[OBJECTIVE]:
Copy every line of the data below, swapping "Return one point per instance of" for "Give one point for each" wherever it occurs and keeping everything else the same. Leave the pictures out of your answer.

Lines of data
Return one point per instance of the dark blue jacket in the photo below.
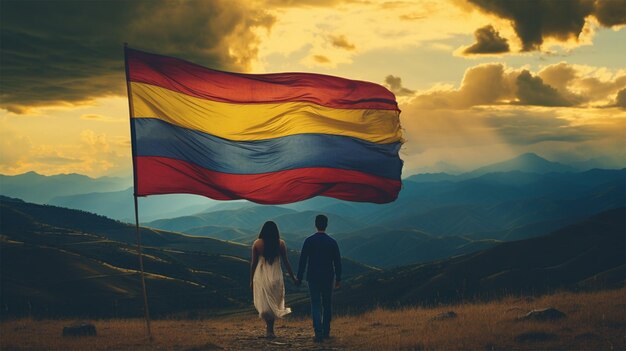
(320, 253)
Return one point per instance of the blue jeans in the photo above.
(321, 306)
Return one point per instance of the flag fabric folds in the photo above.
(267, 138)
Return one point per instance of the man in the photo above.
(321, 253)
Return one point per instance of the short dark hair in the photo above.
(321, 222)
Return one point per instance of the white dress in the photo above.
(269, 289)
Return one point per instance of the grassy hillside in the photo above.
(589, 254)
(594, 321)
(62, 262)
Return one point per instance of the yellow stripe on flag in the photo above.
(247, 122)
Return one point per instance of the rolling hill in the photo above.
(40, 189)
(586, 255)
(63, 262)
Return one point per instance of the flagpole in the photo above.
(138, 232)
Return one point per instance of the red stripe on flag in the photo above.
(159, 175)
(194, 80)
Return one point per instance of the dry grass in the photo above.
(595, 321)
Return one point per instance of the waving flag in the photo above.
(267, 138)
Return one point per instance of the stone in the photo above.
(535, 337)
(445, 315)
(80, 330)
(546, 314)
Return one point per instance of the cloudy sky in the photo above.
(478, 81)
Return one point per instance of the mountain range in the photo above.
(588, 254)
(112, 197)
(62, 262)
(430, 219)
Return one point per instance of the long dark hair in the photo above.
(271, 241)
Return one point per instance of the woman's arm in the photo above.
(285, 258)
(254, 261)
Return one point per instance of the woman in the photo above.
(266, 276)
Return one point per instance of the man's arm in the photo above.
(337, 264)
(254, 261)
(304, 257)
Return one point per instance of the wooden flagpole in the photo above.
(138, 232)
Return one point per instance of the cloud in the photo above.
(395, 85)
(341, 42)
(560, 84)
(488, 41)
(620, 99)
(100, 118)
(532, 91)
(321, 59)
(66, 51)
(562, 20)
(610, 12)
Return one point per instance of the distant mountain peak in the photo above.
(528, 162)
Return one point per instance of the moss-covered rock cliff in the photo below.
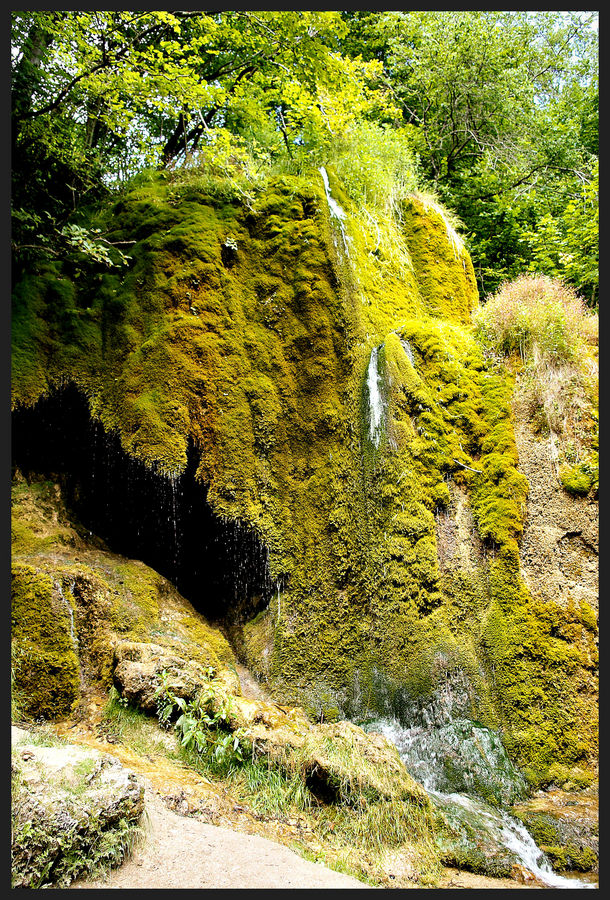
(337, 406)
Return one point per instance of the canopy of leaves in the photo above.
(498, 110)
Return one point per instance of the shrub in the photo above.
(540, 318)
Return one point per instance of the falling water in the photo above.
(373, 380)
(336, 211)
(73, 634)
(492, 824)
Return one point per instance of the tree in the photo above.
(501, 108)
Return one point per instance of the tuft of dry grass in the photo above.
(545, 326)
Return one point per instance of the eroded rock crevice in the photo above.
(221, 566)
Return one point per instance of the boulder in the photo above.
(74, 810)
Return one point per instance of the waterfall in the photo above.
(373, 380)
(463, 812)
(337, 212)
(73, 634)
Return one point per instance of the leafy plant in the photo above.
(203, 724)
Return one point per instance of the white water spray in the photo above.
(336, 211)
(502, 828)
(373, 380)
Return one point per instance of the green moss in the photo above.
(260, 357)
(579, 479)
(45, 664)
(443, 269)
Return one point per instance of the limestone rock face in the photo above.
(317, 436)
(137, 667)
(73, 808)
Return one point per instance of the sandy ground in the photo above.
(180, 852)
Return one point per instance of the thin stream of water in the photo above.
(501, 827)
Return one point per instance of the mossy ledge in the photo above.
(243, 330)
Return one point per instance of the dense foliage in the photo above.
(497, 112)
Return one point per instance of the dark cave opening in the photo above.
(220, 566)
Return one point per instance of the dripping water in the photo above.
(459, 809)
(73, 635)
(373, 381)
(336, 211)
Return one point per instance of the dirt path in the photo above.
(180, 852)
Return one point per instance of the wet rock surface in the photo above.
(73, 810)
(566, 827)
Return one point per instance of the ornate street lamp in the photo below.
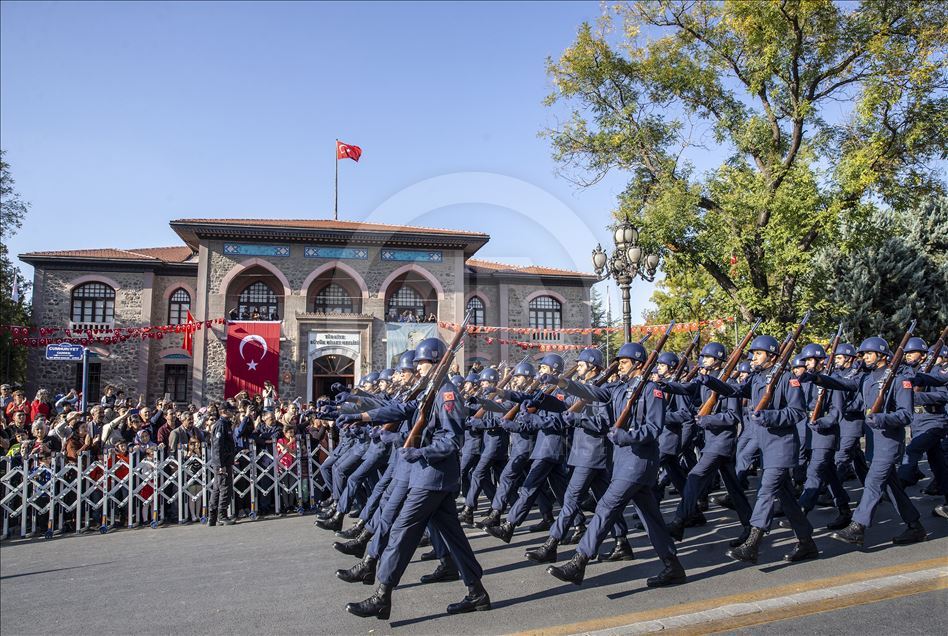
(628, 261)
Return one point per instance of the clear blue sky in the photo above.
(117, 118)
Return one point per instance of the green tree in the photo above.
(877, 289)
(12, 211)
(823, 113)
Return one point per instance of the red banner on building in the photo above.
(253, 356)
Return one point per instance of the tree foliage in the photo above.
(12, 212)
(822, 113)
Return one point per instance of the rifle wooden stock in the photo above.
(708, 406)
(889, 376)
(781, 365)
(438, 374)
(821, 393)
(643, 375)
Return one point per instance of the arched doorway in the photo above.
(329, 369)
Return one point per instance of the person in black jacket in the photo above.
(220, 459)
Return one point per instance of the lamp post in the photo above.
(628, 261)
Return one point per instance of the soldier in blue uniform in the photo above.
(774, 430)
(634, 472)
(493, 453)
(720, 430)
(548, 453)
(435, 476)
(824, 441)
(888, 432)
(590, 459)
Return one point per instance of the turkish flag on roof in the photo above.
(347, 151)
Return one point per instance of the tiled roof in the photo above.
(177, 254)
(536, 270)
(330, 224)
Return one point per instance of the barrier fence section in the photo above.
(148, 488)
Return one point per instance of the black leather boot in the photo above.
(572, 571)
(805, 549)
(677, 529)
(671, 574)
(748, 550)
(745, 532)
(621, 552)
(543, 524)
(503, 532)
(361, 572)
(477, 600)
(492, 519)
(446, 571)
(854, 533)
(354, 547)
(843, 519)
(378, 605)
(915, 533)
(352, 532)
(546, 553)
(332, 523)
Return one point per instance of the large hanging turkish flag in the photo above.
(253, 356)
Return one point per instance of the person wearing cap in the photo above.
(929, 421)
(720, 435)
(635, 460)
(774, 427)
(888, 435)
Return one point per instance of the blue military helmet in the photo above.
(916, 344)
(591, 356)
(525, 369)
(489, 375)
(668, 358)
(765, 343)
(813, 350)
(875, 344)
(714, 350)
(554, 361)
(632, 351)
(846, 349)
(406, 361)
(430, 350)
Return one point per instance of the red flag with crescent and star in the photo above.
(253, 356)
(347, 151)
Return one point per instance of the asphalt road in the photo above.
(277, 576)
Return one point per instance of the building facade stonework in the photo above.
(338, 289)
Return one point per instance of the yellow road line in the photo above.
(745, 597)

[TASK RESPONSE]:
Give one point for each the dark blue jacket in the photo below.
(320, 253)
Give one point for each the blue jeans in the photo above.
(321, 306)
Give one point for each the flag fabric folds in the photo above.
(267, 138)
Give one point for each the man in the photo above.
(321, 253)
Give one point for each the short dark hair in the photo above.
(321, 222)
Give one point for each the white dress in the photo above.
(269, 289)
Give one point for each the grassy hillside in the photo above.
(589, 254)
(594, 321)
(62, 262)
Give one point for each the yellow stripe on flag in the photo above.
(247, 122)
Give one point for each the rolling hill in the photo above.
(40, 189)
(586, 255)
(63, 262)
Give one point for each the flagpole in the photo above.
(138, 232)
Give one point for each the red stripe on flag in the photo above.
(159, 175)
(194, 80)
Give one point for each the dry grass in the photo above.
(595, 321)
Give one point for each the waving flag in the photo above.
(267, 138)
Give one point for each the stone in the photo above.
(535, 337)
(445, 315)
(80, 330)
(546, 314)
Give one point for each the cloudy sky in the photo above.
(478, 81)
Give one point for each the mountain range in the photo above.
(588, 254)
(112, 197)
(62, 262)
(430, 219)
Give one point for each the long dark hair in the photo above.
(271, 241)
Give one point for each the woman's arm in the photo above.
(285, 258)
(254, 261)
Give one point for each the woman in the photo above.
(266, 276)
Give one point for each the man's arm in the photo above.
(337, 264)
(254, 261)
(304, 257)
Give one point for each the wooden flagpole in the photo above.
(138, 232)
Give one point for each the cloud in the photo above.
(395, 85)
(341, 42)
(560, 84)
(488, 41)
(620, 99)
(100, 118)
(532, 91)
(321, 59)
(66, 51)
(562, 20)
(610, 12)
Give one point for each the distant mountain peak in the photo above.
(528, 162)
Give one point for each the moss-covered rock cliff in the photo below.
(337, 406)
Give one point for each the canopy of leaves in the photo above.
(498, 110)
Give one point for each the shrub in the photo above.
(540, 318)
Give one point for each the falling water in the photo above.
(373, 380)
(336, 211)
(73, 634)
(492, 824)
Give one point for each the tree in the photo above.
(501, 108)
Give one point for each the tuft of dry grass in the photo above.
(545, 326)
Give one point for each the eroded rock crevice in the photo above.
(221, 566)
Give one point for each the boulder in the photo above.
(74, 810)
Give one point for each the waterfall in the photo above.
(373, 380)
(463, 812)
(337, 212)
(73, 634)
Give one point for each the leafy plant in the photo above.
(203, 724)
Give one point for each the white water spray in the photo above.
(336, 211)
(502, 828)
(373, 380)
Give one point for each the green moss in the photo above.
(260, 357)
(579, 479)
(45, 664)
(443, 269)
Give one point for each the limestone rock face in the photo above.
(317, 436)
(137, 667)
(73, 808)
Give one point for each the sandy ground in the photo above.
(180, 852)
Give one point for each the thin stream of water in the photo above.
(501, 827)
Give one point for each the mossy ledge in the photo above.
(243, 330)
Give one point for each the dense foliage in the photo above.
(497, 112)
Give one point for each the dark cave opening in the photo above.
(220, 566)
Give one point for each the dripping water in the photo above.
(459, 809)
(73, 635)
(373, 381)
(336, 211)
Give one point for each the dirt path in the photo above.
(180, 852)
Give one point for each the wet rock surface in the photo above.
(73, 810)
(566, 827)
Give one point for each the ornate street lamp in the photo below.
(628, 261)
Give one point for each the clear blue sky in the photo above.
(117, 118)
Give one point for each the green tree in the photo above.
(877, 289)
(12, 211)
(823, 113)
Give one point for each the red banner on building in the photo above.
(253, 356)
Give one point for each the tree foliage in the photo above.
(12, 212)
(822, 113)
Give one point for each the rifle wooden stock in the photo above.
(708, 406)
(889, 376)
(781, 365)
(438, 374)
(821, 393)
(643, 375)
Give one point for each the arched doorway in the photo above.
(329, 369)
Give one point for each the person in black jacket in the photo above.
(220, 459)
Give one point for each the lamp post in the photo above.
(628, 261)
Give one point for each the soldier in blue uniform in the photo above.
(774, 430)
(634, 472)
(493, 453)
(720, 430)
(548, 453)
(435, 476)
(824, 441)
(888, 432)
(590, 459)
Give one point for each the turkish flag on roof in the photo above.
(347, 151)
Give one point for each the tiled roof in the photo above.
(177, 254)
(536, 270)
(330, 224)
Give one point for each the barrier fence section in the photo above.
(148, 488)
Give one point for each the black leather boot in the photo above.
(572, 571)
(805, 549)
(677, 529)
(671, 574)
(748, 550)
(745, 532)
(621, 552)
(543, 524)
(503, 532)
(361, 572)
(477, 600)
(492, 519)
(446, 571)
(854, 533)
(354, 547)
(843, 519)
(378, 605)
(915, 533)
(352, 532)
(546, 553)
(332, 523)
Give one point for each the large hanging turkish flag in the photo above.
(253, 356)
Give one point for each the person wearing cap in the photo above.
(929, 421)
(720, 435)
(635, 460)
(774, 427)
(888, 435)
Give one point for each the blue military helmet in the photo above.
(916, 344)
(591, 356)
(525, 369)
(489, 375)
(668, 358)
(765, 343)
(813, 350)
(875, 344)
(714, 350)
(554, 361)
(632, 351)
(846, 349)
(406, 361)
(430, 350)
Give one point for each the red flag with crescent and star in the photo above.
(253, 356)
(347, 151)
Give one point for each the asphalt road in the photo above.
(277, 576)
Give one point for each the building facade stonework in the photo above.
(338, 289)
Give one point for each the yellow road line in the photo above.
(745, 597)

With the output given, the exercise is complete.